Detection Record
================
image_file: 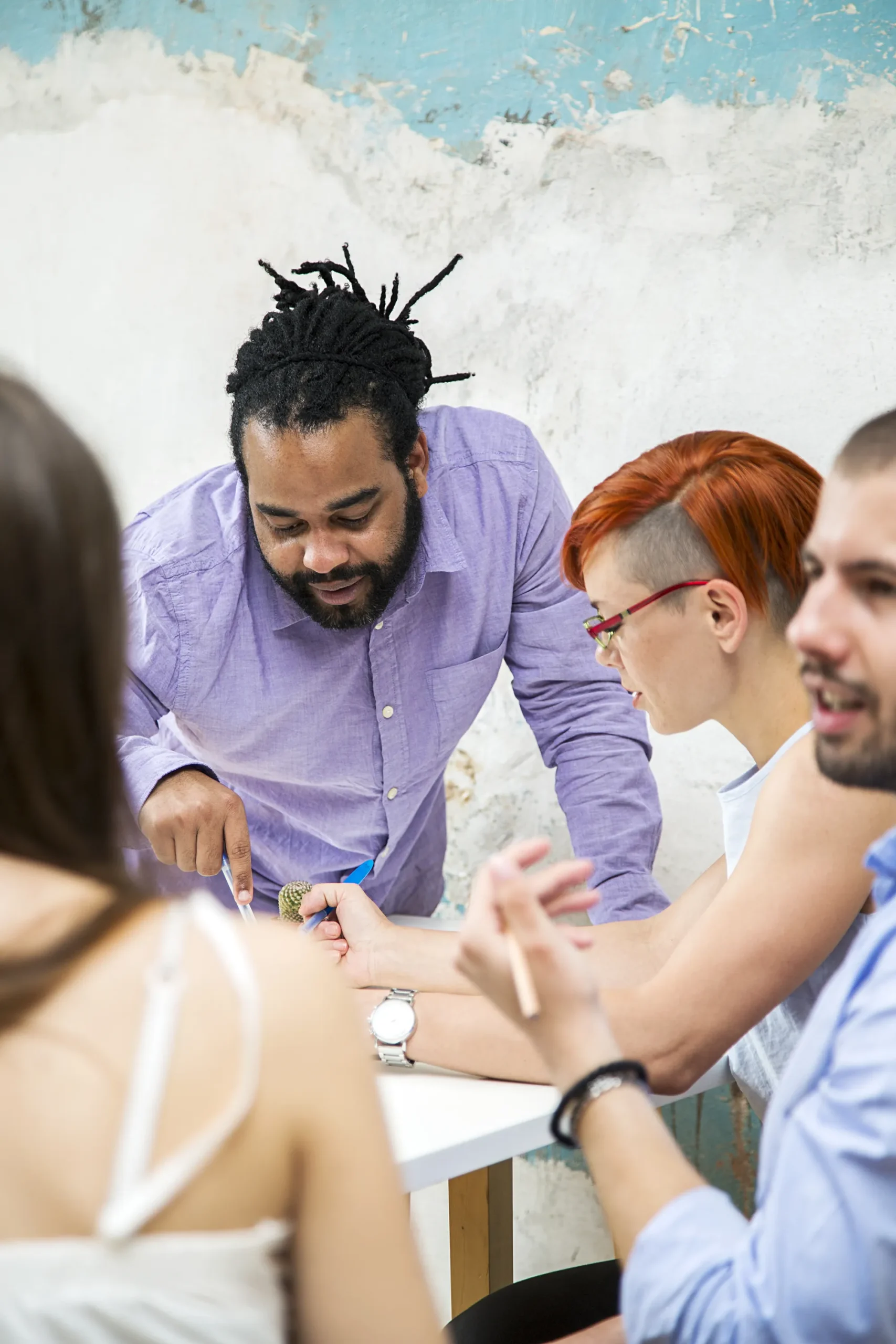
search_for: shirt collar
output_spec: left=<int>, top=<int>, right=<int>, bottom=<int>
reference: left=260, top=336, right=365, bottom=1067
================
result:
left=865, top=826, right=896, bottom=909
left=266, top=495, right=466, bottom=631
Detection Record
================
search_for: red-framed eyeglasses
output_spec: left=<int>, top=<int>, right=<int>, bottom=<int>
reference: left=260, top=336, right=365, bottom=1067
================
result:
left=582, top=579, right=712, bottom=649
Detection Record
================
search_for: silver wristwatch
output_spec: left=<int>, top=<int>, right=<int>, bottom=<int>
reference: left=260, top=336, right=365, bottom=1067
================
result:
left=367, top=989, right=416, bottom=1068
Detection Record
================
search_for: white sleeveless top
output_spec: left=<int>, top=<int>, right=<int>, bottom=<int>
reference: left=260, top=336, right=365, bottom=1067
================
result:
left=0, top=891, right=291, bottom=1344
left=719, top=723, right=870, bottom=1119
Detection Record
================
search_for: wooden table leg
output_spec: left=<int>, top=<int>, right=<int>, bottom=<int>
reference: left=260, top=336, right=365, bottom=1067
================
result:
left=449, top=1160, right=513, bottom=1316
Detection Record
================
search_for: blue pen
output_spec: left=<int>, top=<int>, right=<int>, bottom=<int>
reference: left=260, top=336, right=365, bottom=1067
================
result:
left=302, top=859, right=373, bottom=933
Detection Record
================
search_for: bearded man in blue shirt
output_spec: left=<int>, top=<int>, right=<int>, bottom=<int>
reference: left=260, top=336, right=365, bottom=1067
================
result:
left=120, top=250, right=666, bottom=921
left=452, top=411, right=896, bottom=1344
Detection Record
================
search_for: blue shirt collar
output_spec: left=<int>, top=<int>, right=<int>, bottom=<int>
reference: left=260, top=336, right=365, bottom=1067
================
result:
left=267, top=494, right=466, bottom=631
left=865, top=826, right=896, bottom=910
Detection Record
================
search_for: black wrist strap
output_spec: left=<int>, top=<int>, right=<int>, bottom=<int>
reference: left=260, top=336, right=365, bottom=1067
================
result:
left=551, top=1059, right=650, bottom=1148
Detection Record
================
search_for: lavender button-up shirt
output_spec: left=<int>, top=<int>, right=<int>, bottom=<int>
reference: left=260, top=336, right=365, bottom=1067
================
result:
left=120, top=407, right=666, bottom=921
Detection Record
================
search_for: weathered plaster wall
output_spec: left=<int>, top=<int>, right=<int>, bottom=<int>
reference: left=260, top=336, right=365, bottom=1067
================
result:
left=3, top=0, right=896, bottom=144
left=0, top=0, right=896, bottom=1311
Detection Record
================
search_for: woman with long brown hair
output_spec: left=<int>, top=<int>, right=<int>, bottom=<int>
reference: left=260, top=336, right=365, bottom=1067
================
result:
left=0, top=377, right=438, bottom=1344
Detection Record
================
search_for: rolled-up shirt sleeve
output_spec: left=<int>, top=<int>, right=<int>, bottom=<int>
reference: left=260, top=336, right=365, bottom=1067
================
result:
left=118, top=550, right=216, bottom=817
left=505, top=438, right=668, bottom=923
left=622, top=943, right=896, bottom=1344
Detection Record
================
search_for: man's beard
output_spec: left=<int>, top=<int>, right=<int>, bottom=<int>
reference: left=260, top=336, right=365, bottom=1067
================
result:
left=802, top=658, right=896, bottom=793
left=255, top=480, right=423, bottom=631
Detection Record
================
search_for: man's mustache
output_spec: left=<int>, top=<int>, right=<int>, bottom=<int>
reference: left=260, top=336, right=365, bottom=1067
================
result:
left=290, top=564, right=377, bottom=586
left=799, top=657, right=880, bottom=711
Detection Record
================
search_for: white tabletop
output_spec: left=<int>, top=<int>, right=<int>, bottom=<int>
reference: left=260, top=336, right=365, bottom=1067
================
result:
left=377, top=1060, right=730, bottom=1191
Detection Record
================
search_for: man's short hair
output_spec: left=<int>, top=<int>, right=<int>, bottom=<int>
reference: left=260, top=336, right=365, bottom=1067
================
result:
left=834, top=410, right=896, bottom=476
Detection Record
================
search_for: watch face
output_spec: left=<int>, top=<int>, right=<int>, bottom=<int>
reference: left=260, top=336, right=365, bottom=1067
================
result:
left=371, top=999, right=416, bottom=1046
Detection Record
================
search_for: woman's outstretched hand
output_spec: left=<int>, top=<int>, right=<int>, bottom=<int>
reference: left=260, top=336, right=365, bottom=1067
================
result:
left=457, top=840, right=619, bottom=1089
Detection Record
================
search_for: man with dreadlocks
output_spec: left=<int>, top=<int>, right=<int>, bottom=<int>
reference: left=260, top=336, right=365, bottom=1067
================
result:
left=121, top=249, right=665, bottom=919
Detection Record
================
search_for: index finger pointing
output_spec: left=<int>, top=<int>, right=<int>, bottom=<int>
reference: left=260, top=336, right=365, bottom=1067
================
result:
left=224, top=802, right=252, bottom=905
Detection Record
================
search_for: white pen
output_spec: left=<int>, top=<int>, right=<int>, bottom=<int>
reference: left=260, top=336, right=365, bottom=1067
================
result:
left=220, top=855, right=255, bottom=923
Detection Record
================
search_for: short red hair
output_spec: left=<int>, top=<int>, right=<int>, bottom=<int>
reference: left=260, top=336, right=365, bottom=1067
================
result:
left=562, top=430, right=821, bottom=615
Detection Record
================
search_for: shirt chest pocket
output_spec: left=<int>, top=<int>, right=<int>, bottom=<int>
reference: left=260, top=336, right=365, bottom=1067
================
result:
left=426, top=640, right=507, bottom=759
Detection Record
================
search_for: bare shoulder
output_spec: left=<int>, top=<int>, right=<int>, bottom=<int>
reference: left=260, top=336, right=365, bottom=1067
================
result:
left=751, top=732, right=896, bottom=848
left=237, top=919, right=364, bottom=1098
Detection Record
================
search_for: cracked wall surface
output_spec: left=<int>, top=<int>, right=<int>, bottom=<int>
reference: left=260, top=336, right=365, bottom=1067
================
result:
left=7, top=0, right=896, bottom=149
left=0, top=0, right=896, bottom=1301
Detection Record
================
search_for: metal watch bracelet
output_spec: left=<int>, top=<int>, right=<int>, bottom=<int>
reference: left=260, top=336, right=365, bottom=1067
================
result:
left=368, top=989, right=416, bottom=1068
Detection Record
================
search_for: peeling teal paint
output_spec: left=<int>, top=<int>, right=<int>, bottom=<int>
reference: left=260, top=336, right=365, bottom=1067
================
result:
left=0, top=0, right=896, bottom=145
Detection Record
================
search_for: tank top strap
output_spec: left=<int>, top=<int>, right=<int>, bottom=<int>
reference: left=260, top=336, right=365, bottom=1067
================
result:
left=97, top=891, right=262, bottom=1241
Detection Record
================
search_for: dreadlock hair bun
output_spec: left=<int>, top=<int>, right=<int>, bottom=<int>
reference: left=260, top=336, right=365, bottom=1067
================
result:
left=227, top=245, right=473, bottom=482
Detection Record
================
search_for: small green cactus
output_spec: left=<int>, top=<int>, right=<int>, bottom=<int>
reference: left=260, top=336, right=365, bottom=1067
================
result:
left=277, top=881, right=312, bottom=923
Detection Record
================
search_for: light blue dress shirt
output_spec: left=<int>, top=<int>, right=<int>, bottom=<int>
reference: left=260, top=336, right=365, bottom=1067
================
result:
left=622, top=830, right=896, bottom=1344
left=120, top=406, right=666, bottom=921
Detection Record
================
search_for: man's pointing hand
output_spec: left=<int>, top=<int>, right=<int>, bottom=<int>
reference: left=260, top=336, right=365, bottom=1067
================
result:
left=137, top=770, right=252, bottom=905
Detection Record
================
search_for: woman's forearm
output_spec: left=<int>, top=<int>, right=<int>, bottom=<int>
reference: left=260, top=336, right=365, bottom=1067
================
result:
left=355, top=989, right=548, bottom=1083
left=371, top=925, right=477, bottom=994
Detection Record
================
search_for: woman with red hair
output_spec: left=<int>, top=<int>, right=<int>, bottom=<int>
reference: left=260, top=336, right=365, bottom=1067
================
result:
left=307, top=432, right=896, bottom=1344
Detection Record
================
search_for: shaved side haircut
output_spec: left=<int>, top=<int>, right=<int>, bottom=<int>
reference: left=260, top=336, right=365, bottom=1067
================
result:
left=563, top=430, right=821, bottom=634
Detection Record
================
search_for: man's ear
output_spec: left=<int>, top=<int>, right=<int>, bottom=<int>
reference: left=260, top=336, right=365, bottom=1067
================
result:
left=702, top=579, right=750, bottom=653
left=407, top=430, right=430, bottom=500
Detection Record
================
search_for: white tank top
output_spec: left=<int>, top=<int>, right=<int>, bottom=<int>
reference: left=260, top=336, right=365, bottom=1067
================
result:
left=0, top=891, right=291, bottom=1344
left=719, top=723, right=868, bottom=1119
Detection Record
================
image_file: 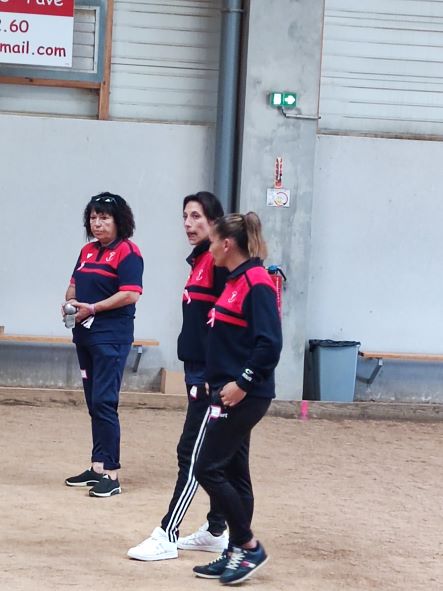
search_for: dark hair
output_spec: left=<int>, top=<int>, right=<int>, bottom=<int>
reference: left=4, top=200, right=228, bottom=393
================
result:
left=83, top=191, right=135, bottom=240
left=183, top=191, right=224, bottom=222
left=214, top=211, right=268, bottom=260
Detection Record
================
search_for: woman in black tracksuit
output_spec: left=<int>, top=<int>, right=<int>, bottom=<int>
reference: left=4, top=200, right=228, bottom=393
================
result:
left=194, top=212, right=282, bottom=585
left=128, top=191, right=228, bottom=560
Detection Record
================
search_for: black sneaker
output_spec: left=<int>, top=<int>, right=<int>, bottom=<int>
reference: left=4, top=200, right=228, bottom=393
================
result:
left=192, top=550, right=229, bottom=579
left=65, top=468, right=103, bottom=486
left=220, top=543, right=268, bottom=585
left=89, top=474, right=122, bottom=497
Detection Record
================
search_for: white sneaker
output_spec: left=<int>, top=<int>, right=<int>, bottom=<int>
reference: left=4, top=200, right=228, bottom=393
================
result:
left=128, top=527, right=178, bottom=560
left=177, top=522, right=229, bottom=554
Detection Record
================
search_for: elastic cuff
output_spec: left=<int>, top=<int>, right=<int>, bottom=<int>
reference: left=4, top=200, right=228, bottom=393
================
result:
left=235, top=376, right=252, bottom=392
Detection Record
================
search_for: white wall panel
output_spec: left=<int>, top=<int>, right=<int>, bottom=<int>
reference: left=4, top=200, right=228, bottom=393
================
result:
left=110, top=0, right=221, bottom=123
left=0, top=9, right=98, bottom=118
left=320, top=0, right=443, bottom=135
left=0, top=0, right=221, bottom=123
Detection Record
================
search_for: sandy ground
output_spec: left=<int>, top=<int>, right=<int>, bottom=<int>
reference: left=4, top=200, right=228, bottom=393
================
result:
left=0, top=406, right=443, bottom=591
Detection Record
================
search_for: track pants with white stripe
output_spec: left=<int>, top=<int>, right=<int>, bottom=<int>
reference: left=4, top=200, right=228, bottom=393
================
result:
left=161, top=385, right=226, bottom=542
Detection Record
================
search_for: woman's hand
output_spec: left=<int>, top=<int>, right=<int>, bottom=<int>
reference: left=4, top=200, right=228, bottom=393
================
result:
left=69, top=300, right=94, bottom=322
left=220, top=382, right=246, bottom=408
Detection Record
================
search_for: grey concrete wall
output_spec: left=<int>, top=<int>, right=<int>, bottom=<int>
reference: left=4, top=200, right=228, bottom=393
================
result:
left=239, top=0, right=323, bottom=400
left=307, top=136, right=443, bottom=401
left=0, top=115, right=214, bottom=389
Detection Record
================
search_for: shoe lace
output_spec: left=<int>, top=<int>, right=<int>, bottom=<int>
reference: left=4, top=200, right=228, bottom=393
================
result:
left=226, top=550, right=246, bottom=570
left=208, top=550, right=228, bottom=566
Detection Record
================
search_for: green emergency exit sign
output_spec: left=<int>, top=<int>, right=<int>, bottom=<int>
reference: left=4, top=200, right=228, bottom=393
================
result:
left=269, top=90, right=297, bottom=109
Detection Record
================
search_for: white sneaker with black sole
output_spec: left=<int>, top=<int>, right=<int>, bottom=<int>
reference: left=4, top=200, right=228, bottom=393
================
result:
left=177, top=522, right=229, bottom=554
left=89, top=474, right=122, bottom=497
left=128, top=527, right=178, bottom=560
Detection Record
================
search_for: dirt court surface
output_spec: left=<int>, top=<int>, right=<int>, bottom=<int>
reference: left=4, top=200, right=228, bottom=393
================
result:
left=0, top=406, right=443, bottom=591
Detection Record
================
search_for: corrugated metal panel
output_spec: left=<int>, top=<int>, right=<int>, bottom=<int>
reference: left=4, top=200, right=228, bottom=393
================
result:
left=319, top=0, right=443, bottom=135
left=0, top=9, right=97, bottom=117
left=110, top=0, right=221, bottom=123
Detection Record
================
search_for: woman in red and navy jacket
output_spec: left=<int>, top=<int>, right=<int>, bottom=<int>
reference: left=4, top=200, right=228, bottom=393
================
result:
left=128, top=191, right=228, bottom=560
left=194, top=212, right=282, bottom=585
left=65, top=193, right=143, bottom=497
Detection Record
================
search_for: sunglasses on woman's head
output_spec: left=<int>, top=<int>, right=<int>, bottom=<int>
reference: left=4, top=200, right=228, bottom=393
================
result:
left=91, top=197, right=115, bottom=203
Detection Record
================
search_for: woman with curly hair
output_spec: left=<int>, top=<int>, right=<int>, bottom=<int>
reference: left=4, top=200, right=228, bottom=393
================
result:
left=65, top=192, right=143, bottom=497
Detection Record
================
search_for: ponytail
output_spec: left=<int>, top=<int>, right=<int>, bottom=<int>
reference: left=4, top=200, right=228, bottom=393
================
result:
left=214, top=211, right=268, bottom=260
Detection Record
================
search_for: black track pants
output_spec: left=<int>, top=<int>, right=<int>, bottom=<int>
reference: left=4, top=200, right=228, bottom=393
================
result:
left=194, top=396, right=271, bottom=546
left=161, top=385, right=226, bottom=542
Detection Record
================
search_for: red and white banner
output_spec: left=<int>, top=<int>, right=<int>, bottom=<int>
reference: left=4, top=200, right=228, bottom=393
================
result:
left=0, top=0, right=74, bottom=68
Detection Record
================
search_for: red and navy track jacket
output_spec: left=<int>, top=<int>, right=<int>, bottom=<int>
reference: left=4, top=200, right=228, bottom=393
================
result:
left=71, top=239, right=143, bottom=345
left=206, top=258, right=282, bottom=398
left=177, top=240, right=228, bottom=363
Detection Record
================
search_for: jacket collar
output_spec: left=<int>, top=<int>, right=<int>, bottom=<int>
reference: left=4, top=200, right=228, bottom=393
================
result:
left=186, top=240, right=210, bottom=266
left=227, top=257, right=263, bottom=281
left=93, top=237, right=123, bottom=250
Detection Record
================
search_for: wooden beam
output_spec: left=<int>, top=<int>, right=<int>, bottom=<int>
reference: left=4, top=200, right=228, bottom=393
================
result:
left=98, top=0, right=114, bottom=120
left=0, top=76, right=101, bottom=90
left=359, top=351, right=443, bottom=361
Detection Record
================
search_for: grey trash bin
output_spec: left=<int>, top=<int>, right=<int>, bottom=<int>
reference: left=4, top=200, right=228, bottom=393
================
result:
left=309, top=340, right=361, bottom=402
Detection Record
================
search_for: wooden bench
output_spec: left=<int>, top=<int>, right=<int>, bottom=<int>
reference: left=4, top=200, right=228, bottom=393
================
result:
left=357, top=351, right=443, bottom=385
left=0, top=331, right=160, bottom=373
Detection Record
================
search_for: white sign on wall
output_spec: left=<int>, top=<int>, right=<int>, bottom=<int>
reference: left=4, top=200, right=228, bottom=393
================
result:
left=266, top=187, right=291, bottom=207
left=0, top=0, right=74, bottom=68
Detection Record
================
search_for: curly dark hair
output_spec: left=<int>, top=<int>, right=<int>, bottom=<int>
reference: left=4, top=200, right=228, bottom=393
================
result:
left=83, top=191, right=135, bottom=240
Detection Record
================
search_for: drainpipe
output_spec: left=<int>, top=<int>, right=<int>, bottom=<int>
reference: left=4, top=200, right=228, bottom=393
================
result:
left=214, top=0, right=243, bottom=212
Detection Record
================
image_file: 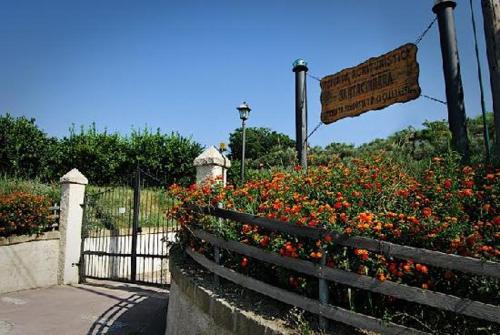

* * *

_Task description_
Copy the records word for word, from their first line through the line containing "left=266, top=495, right=466, bottom=631", with both of those lines included. Leave the pictures out of your answer.

_Task response_
Detection Record
================
image_file: 
search_for: shirt collar
output_spec: left=<int>, top=<int>, right=<int>, bottom=<int>
reference: left=260, top=336, right=365, bottom=1067
================
result:
left=865, top=826, right=896, bottom=909
left=266, top=495, right=466, bottom=631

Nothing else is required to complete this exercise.